◆ Instructions for the task ◆
Update the data below by replacing every occurrence of "rough mask" with "coarse mask", leaving everything else unchanged.

── Data for processing

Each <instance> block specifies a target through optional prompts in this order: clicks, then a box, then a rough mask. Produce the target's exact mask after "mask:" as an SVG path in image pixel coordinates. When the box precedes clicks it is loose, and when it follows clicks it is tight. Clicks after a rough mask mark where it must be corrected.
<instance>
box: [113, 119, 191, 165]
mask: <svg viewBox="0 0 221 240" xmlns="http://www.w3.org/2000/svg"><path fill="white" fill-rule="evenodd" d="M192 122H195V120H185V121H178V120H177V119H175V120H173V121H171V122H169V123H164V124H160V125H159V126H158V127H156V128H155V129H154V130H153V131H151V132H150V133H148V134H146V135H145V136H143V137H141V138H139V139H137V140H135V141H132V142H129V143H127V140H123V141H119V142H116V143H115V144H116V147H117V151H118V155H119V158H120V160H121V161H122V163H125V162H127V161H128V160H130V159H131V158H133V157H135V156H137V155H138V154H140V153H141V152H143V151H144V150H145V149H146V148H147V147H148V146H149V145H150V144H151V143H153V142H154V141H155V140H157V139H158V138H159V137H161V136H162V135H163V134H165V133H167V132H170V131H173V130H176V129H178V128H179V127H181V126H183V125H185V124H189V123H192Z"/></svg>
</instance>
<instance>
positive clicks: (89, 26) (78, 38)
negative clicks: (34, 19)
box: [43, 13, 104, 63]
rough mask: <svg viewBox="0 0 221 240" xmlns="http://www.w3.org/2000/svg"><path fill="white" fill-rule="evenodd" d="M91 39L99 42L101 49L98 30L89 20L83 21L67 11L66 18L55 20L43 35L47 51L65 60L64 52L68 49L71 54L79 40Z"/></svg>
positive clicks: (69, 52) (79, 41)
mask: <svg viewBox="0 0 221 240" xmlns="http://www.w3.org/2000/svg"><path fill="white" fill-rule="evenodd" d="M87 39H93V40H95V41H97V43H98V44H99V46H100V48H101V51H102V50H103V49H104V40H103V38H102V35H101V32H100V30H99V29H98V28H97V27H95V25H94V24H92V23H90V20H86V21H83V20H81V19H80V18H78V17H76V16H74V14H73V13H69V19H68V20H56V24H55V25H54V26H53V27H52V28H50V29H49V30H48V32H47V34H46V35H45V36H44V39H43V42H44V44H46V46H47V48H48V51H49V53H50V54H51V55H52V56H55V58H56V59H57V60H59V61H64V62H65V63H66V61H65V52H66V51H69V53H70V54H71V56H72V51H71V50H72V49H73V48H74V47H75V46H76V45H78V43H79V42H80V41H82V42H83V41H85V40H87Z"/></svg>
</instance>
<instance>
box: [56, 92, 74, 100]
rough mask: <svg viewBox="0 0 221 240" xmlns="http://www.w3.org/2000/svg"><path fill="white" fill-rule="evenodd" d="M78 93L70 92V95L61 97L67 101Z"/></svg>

────

◆ Solution below ◆
Each <instance> block specifies a target through optional prompts in this order: clicks, then a box, then a coarse mask. Produce the target's exact mask after "mask:" as an SVG path in image pixel coordinates. When the box precedes clicks it is loose, and when it follows clicks it is tight. Clicks after a coarse mask mark where it must be corrected.
<instance>
box: [113, 119, 191, 165]
mask: <svg viewBox="0 0 221 240" xmlns="http://www.w3.org/2000/svg"><path fill="white" fill-rule="evenodd" d="M192 122H195V120H185V121H178V120H177V119H175V120H173V121H171V122H169V123H164V124H160V125H159V126H158V127H156V128H155V129H154V130H153V131H151V132H150V133H148V134H146V135H145V136H143V137H141V138H139V139H137V140H135V141H132V142H129V143H127V140H123V141H119V142H116V143H115V144H116V147H117V151H118V155H119V158H120V160H121V161H122V163H125V162H127V161H128V160H130V159H131V158H133V157H135V156H137V155H138V154H140V153H141V152H143V151H144V150H145V149H146V148H147V147H148V146H149V145H150V144H151V143H153V142H154V141H155V140H157V139H158V138H159V137H161V136H162V135H163V134H165V133H167V132H170V131H173V130H176V129H178V128H179V127H181V126H183V125H185V124H189V123H192Z"/></svg>
</instance>
<instance>
positive clicks: (89, 26) (78, 38)
negative clicks: (34, 19)
box: [43, 13, 104, 63]
coarse mask: <svg viewBox="0 0 221 240" xmlns="http://www.w3.org/2000/svg"><path fill="white" fill-rule="evenodd" d="M91 39L99 42L101 49L98 30L89 20L83 21L67 11L66 18L55 20L43 35L47 51L65 60L64 52L68 49L71 54L79 40Z"/></svg>
positive clicks: (69, 52) (79, 41)
mask: <svg viewBox="0 0 221 240" xmlns="http://www.w3.org/2000/svg"><path fill="white" fill-rule="evenodd" d="M87 39H93V40H95V41H97V43H98V44H99V46H100V48H101V51H102V50H103V49H104V40H103V38H102V35H101V32H100V30H99V29H98V28H97V27H95V25H94V24H92V23H90V20H86V21H83V20H81V19H80V18H78V17H76V16H74V14H73V13H69V19H68V20H56V24H55V25H54V26H53V27H52V28H50V29H49V30H48V32H47V34H46V35H45V36H44V39H43V42H44V44H46V46H47V48H48V51H49V53H50V54H51V55H52V56H55V58H56V59H57V60H59V61H64V62H65V63H66V61H65V52H66V51H69V53H70V54H71V56H72V51H71V50H72V49H73V48H74V47H75V46H76V45H78V43H79V42H80V41H82V42H83V41H85V40H87Z"/></svg>
</instance>
<instance>
box: [56, 92, 74, 100]
coarse mask: <svg viewBox="0 0 221 240" xmlns="http://www.w3.org/2000/svg"><path fill="white" fill-rule="evenodd" d="M78 93L70 92V95L61 97L67 101Z"/></svg>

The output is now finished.